WORK REQUIRED
Write out the lines below as a numbered list, leaving out any blank lines. Don't include the pictures in your answer.
===
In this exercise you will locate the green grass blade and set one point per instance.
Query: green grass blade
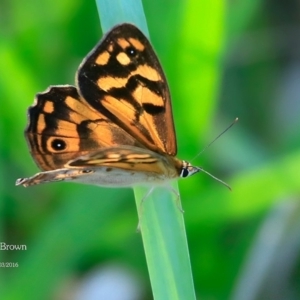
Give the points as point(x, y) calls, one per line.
point(161, 221)
point(165, 243)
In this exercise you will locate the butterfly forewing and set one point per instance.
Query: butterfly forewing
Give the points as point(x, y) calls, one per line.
point(122, 78)
point(116, 128)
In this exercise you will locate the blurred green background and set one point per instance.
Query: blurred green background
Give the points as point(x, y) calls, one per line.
point(223, 59)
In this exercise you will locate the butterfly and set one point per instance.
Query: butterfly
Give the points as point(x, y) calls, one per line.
point(115, 128)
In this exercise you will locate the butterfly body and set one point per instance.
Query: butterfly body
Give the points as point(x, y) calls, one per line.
point(116, 127)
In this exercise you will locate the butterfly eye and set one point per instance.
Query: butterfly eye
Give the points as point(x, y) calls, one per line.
point(130, 51)
point(58, 145)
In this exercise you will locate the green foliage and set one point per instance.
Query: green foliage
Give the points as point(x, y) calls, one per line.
point(221, 62)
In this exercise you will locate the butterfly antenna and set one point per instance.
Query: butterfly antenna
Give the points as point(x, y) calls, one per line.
point(235, 120)
point(216, 178)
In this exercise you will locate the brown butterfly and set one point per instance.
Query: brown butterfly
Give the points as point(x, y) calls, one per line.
point(116, 127)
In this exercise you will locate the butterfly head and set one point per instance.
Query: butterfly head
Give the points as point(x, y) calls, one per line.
point(188, 170)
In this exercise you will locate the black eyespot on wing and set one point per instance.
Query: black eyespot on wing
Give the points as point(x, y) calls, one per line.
point(131, 52)
point(58, 145)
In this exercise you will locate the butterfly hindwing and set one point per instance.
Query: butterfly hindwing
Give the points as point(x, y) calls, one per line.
point(123, 79)
point(62, 127)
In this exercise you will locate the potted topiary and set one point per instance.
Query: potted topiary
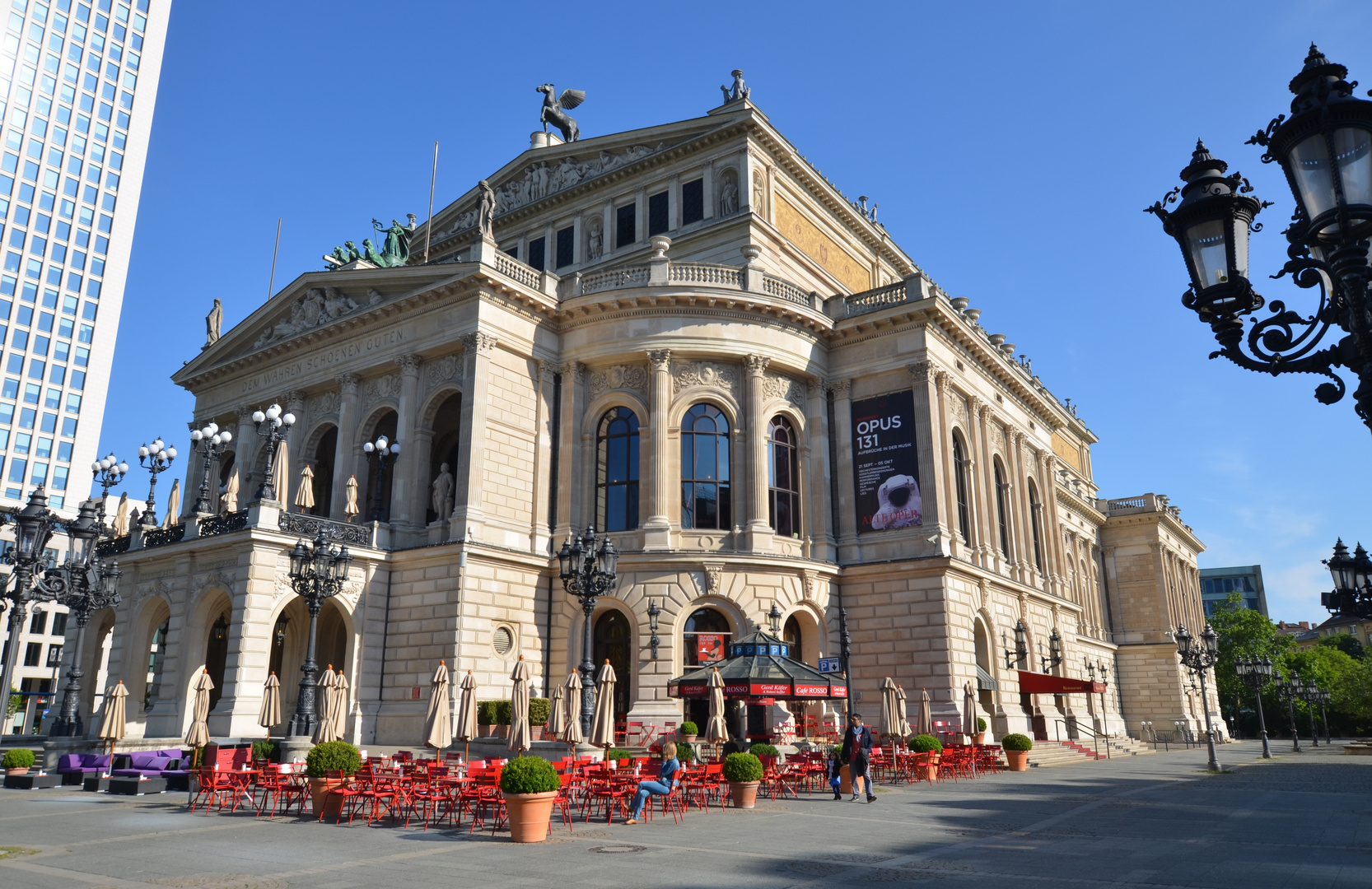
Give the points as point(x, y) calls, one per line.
point(324, 757)
point(529, 785)
point(744, 773)
point(931, 745)
point(18, 761)
point(1017, 751)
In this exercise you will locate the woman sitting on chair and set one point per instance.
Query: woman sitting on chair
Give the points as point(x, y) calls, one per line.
point(665, 782)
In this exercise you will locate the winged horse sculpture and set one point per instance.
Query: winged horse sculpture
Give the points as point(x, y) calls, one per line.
point(554, 110)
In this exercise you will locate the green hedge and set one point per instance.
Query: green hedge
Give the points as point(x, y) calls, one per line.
point(331, 755)
point(741, 767)
point(1015, 742)
point(529, 774)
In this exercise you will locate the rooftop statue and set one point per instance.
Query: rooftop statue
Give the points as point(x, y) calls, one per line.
point(554, 110)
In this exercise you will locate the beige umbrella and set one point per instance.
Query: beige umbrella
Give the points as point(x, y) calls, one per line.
point(465, 728)
point(305, 494)
point(521, 736)
point(350, 506)
point(111, 728)
point(121, 516)
point(271, 714)
point(438, 720)
point(173, 516)
point(324, 704)
point(282, 472)
point(230, 500)
point(199, 732)
point(603, 724)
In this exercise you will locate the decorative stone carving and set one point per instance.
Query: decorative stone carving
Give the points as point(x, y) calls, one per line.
point(630, 378)
point(706, 374)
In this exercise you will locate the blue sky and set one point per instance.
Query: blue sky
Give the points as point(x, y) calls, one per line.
point(1011, 148)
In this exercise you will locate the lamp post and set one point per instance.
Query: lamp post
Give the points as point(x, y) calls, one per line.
point(1257, 673)
point(90, 586)
point(381, 453)
point(273, 420)
point(210, 442)
point(587, 571)
point(156, 458)
point(317, 572)
point(1326, 151)
point(1199, 659)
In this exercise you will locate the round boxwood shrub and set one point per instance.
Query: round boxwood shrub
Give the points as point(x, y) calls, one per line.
point(333, 755)
point(18, 757)
point(529, 774)
point(743, 767)
point(1015, 742)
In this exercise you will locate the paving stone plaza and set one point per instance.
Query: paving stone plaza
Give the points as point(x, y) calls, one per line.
point(1141, 821)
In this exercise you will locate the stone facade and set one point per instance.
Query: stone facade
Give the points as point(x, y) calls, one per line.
point(702, 265)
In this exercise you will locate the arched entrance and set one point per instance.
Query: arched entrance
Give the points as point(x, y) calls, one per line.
point(614, 638)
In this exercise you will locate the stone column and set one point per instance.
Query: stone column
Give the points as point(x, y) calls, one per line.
point(657, 530)
point(758, 531)
point(344, 465)
point(469, 475)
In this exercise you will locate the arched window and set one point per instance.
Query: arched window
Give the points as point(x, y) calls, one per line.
point(961, 475)
point(1002, 512)
point(616, 471)
point(706, 502)
point(1034, 519)
point(706, 637)
point(782, 479)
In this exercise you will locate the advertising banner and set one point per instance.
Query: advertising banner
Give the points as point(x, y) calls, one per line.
point(885, 464)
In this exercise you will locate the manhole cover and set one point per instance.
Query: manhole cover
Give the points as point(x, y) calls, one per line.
point(618, 849)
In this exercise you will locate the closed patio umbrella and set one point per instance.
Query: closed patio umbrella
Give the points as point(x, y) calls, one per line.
===
TASK RESPONSE
1. In this exercise you will locate the green grass blade and set one point per instance.
2. Query: green grass blade
3. Give the points as point(x, y) calls, one per line.
4. point(161, 221)
5. point(165, 243)
6. In this exercise you will locate the butterfly forewing and set one point per instance.
7. Query: butterfly forewing
8. Give the points as point(x, y) calls, one per line.
9. point(122, 78)
10. point(116, 128)
11. In this exercise you will locate the blurred green background and set one point per instance.
12. Query: blurred green background
13. Give the points as point(x, y) calls, one per line.
14. point(223, 59)
15. In this exercise you will locate the butterfly and set one point per instance.
16. Query: butterfly
17. Give the points as point(x, y) calls, one per line.
18. point(115, 128)
19. In this exercise you will locate the butterfly body and set one point per instance.
20. Query: butterfly body
21. Give the points as point(x, y) calls, one per line.
22. point(116, 127)
23. In this exercise you will locate the butterfly eye and set one point per instance.
24. Query: butterfly eye
25. Give the points as point(x, y) calls, one per line.
26. point(130, 51)
27. point(58, 145)
28. In this exercise you will locate the green foliage and set one point per instance.
29. Query: green foliage
30. Give the points as point(x, y) calls, one per line.
31. point(221, 62)
32. In this exercise you will locate the butterfly antenna and set one point per instance.
33. Query: butterfly antenna
34. Give the points as point(x, y) calls, one per line.
35. point(235, 120)
36. point(216, 178)
37. In this exercise you will locate the brown butterfly and set one point per instance.
38. Query: brown butterfly
39. Give the points as point(x, y) calls, one per line.
40. point(116, 127)
41. In this exercise you will locate the butterfly head and set one point per instance.
42. Query: butterfly head
43. Give the points as point(x, y) calls, one per line.
44. point(188, 170)
45. In this exercise you will locate the black eyespot on wing and set one point per instance.
46. Query: black eyespot on wing
47. Give the points as point(x, y) calls, one per line.
48. point(131, 52)
49. point(58, 145)
50. In this exercise you will locate the butterfly hindwing and set one point per instance.
51. Query: butterfly hindwing
52. Give the points as point(x, y) calls, one per line.
53. point(123, 79)
54. point(62, 127)
55. In this exercise you will locate the potted topiary and set one point per instance.
56. Query: potted topiary
57. Give the points as point(x, y) calls, one per line.
58. point(324, 757)
59. point(529, 785)
60. point(744, 773)
61. point(931, 745)
62. point(18, 761)
63. point(1017, 751)
64. In this exercise you will locate the woman sitting on chair and set one point per instance.
65. Query: woman sitting on chair
66. Give the points as point(x, y) calls, one per line.
67. point(665, 782)
68. In this exercise you will locate the winged horse sculpture and set one point per instance.
69. Query: winged horse sculpture
70. Give the points as point(x, y) calls, one per line.
71. point(554, 110)
72. In this exercise you will locate the green hedge and set one point per instance.
73. Query: green hedge
74. Give the points as point(x, y) calls, one per line.
75. point(331, 755)
76. point(741, 767)
77. point(1015, 742)
78. point(529, 774)
79. In this exercise you will locate the rooftop statue and set one point per instance.
80. Query: rooftop statue
81. Give the points as point(x, y) calls, one per line.
82. point(554, 110)
83. In this exercise you will locate the beige umbrella and set one point per instance.
84. Query: beige umbrella
85. Give the points as point(x, y) calls, one per line.
86. point(465, 728)
87. point(305, 494)
88. point(521, 736)
89. point(350, 506)
90. point(111, 728)
91. point(121, 516)
92. point(271, 714)
93. point(438, 720)
94. point(173, 516)
95. point(324, 704)
96. point(282, 472)
97. point(230, 500)
98. point(199, 732)
99. point(603, 724)
100. In this exercise you will locate the decorative stone carving and set one point per instance.
101. Query: decorative stone carving
102. Give the points as point(x, y) calls, one per line.
103. point(630, 378)
104. point(706, 374)
105. In this exercise you will locate the blue sky and set one point per instance.
106. Query: blue sky
107. Give the points as point(x, y) calls, one per line.
108. point(1011, 148)
109. In this exercise you will locate the lamp post and set one point per instance.
110. Query: lamp post
111. Give the points as point(x, y) calls, one per line.
112. point(1257, 673)
113. point(90, 586)
114. point(381, 453)
115. point(273, 420)
116. point(210, 442)
117. point(587, 571)
118. point(156, 458)
119. point(317, 572)
120. point(1326, 151)
121. point(1199, 659)
122. In this exercise you will locate the round boxwood shrub and set one point per instance.
123. Query: round boxwood shrub
124. Give the points as point(x, y) calls, one per line.
125. point(333, 755)
126. point(18, 757)
127. point(529, 774)
128. point(743, 767)
129. point(1015, 742)
130. In this exercise you will locate the paving stone plaza and set one point per instance.
131. Query: paving stone plaza
132. Give the points as point(x, y) calls, one per line.
133. point(1141, 821)
134. In this exercise you will locate the stone facade and set one point per instance.
135. Query: stone facade
136. Give the points as point(x, y) calls, one per line.
137. point(702, 265)
138. In this exercise you will locate the arched entrance and set one point per instance.
139. Query: arched entrance
140. Give the points as point(x, y) calls, one per line.
141. point(614, 638)
142. In this exercise you will locate the stone column and set one point per instance.
143. Query: stone column
144. Give the points as point(x, y) calls, one per line.
145. point(657, 530)
146. point(758, 531)
147. point(344, 465)
148. point(469, 475)
149. In this exercise you will locate the arched window and set one point per instance.
150. Query: arched window
151. Give the points as point(x, y) calls, one per line.
152. point(961, 475)
153. point(1002, 512)
154. point(616, 471)
155. point(706, 502)
156. point(1034, 519)
157. point(706, 637)
158. point(782, 479)
159. In this exercise you will locate the advertising banner and set one point per instance.
160. Query: advertising banner
161. Give the points as point(x, y) calls, one per line.
162. point(885, 464)
163. In this exercise you will locate the manhole cover and set one point per instance.
164. Query: manhole cover
165. Give the points as point(x, y) calls, one per line.
166. point(618, 849)
167. In this exercise you will locate the closed patio umbrella and set one point per instance.
168. Query: closed patio umbrella
169. Give the points as point(x, y) calls, one per line.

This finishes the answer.